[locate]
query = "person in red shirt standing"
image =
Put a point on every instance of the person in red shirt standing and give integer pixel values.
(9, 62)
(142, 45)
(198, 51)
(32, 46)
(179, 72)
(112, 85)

###

» AIM
Can you rescale the items above by writing out every line again, requests included, with each point coordinate in the answers multiplied by 1.7 and rounded to a whole number, halves going up?

» TASK RESPONSE
[locate]
query = "person in red shirt standing"
image =
Put a point on every instance of the person in red shirt standing and give integer pixel values.
(15, 105)
(241, 77)
(337, 87)
(54, 78)
(304, 122)
(190, 145)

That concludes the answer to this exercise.